▸ **Set exercise**: Transcribe every one of the items below verbatim, preserving each line unchanged.
START Input records
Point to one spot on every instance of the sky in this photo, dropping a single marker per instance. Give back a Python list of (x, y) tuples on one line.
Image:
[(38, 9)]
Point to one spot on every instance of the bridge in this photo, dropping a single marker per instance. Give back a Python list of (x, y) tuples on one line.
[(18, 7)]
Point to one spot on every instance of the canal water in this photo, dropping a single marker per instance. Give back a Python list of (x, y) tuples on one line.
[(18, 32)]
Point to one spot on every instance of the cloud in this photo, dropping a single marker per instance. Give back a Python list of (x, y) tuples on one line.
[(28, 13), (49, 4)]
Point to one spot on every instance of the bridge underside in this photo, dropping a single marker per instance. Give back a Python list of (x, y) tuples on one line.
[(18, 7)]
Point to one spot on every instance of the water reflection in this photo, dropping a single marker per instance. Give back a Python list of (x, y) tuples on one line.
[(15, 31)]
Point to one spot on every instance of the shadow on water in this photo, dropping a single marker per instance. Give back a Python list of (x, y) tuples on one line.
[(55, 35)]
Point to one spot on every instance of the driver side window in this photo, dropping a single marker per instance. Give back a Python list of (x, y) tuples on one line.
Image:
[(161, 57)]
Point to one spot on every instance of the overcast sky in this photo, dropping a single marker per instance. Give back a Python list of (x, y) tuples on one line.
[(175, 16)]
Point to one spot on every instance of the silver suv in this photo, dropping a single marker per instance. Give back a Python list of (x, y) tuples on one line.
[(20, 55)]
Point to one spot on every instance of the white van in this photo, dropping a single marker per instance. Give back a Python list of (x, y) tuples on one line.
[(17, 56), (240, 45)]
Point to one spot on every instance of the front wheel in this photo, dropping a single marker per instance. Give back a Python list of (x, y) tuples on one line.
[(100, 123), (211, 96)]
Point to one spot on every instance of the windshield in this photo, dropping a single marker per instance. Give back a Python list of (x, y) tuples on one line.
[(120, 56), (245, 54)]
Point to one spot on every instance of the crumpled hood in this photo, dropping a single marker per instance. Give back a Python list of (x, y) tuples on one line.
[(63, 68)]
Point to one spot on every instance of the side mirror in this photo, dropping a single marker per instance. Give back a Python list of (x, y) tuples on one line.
END Input records
▸ **Reply**:
Point to one spot on every instance of the sky in this photo, dropping a single marker per instance. Give back a Python list of (x, y) tuples on one line.
Image:
[(38, 9)]
Point to one spot on every instance of the bridge in this photo, dropping a single marker per instance. Give back a Python list of (x, y) tuples on one line.
[(18, 7)]
Point to one spot on every instance of the canal water in this photo, dropping a single marker per instance. Give back a Python list of (x, y) tuples on one line.
[(18, 32)]
Point to one spot on every instance of the cloud in this photo, dropping a single marker per instance. Give back a Python list of (x, y) tuples on one line.
[(28, 13), (49, 4)]
Point to one spot on every instance of the bridge underside in this photo, dropping a single marker per instance. Give back a Python list of (x, y) tuples on one line.
[(18, 7)]
Point to one spot on every instance of the water reflection in this photo, dropping a single marker per instance. Give back a Python list of (x, y) tuples on one line.
[(15, 31)]
Point to one spot on every instance of the shadow on water in this photo, dropping a single marker per instance. Give back a Python list of (x, y) tuples on one line.
[(55, 35)]
Point to one spot on every instance of the driver side window in this photo, dropping a single marker per instance. Give back a Python list of (x, y) tuples on one line.
Image:
[(161, 57)]
Point to one spot on every instance of the overcast sky in this photo, dropping a single marker per instance. Give back a Python list of (x, y) tuples on one line.
[(175, 16)]
Point to one spot on every instance of the silver suv in this photo, dropping a single marker per instance. Give back a Python list of (x, y) tuples on one line.
[(20, 55)]
Point to one spot on every instance of the white van in this photo, dropping a single marker per instance. Give back a Python list of (x, y) tuples on one line.
[(17, 56), (240, 45)]
Point to one spot on every instance of the front wheel in this photo, dropping a single marker per instance. Give back a Python list of (x, y) tuples on one line.
[(100, 123), (211, 96)]
Point to one spot on every instance of the windshield in this photo, dropping a single marker per instance. Give back a Python list of (x, y) tuples on one line.
[(120, 56), (245, 54)]
Point to one spot on every instance of the crumpled hood in this photo, dropping a single marker per instance. Give back a Python list of (x, y) tuples on one line.
[(63, 68)]
Point to one spot on every instance of the side mirror in this photo, dropping a single marker per instance. Give back a Python list of (x, y) tuples on one line.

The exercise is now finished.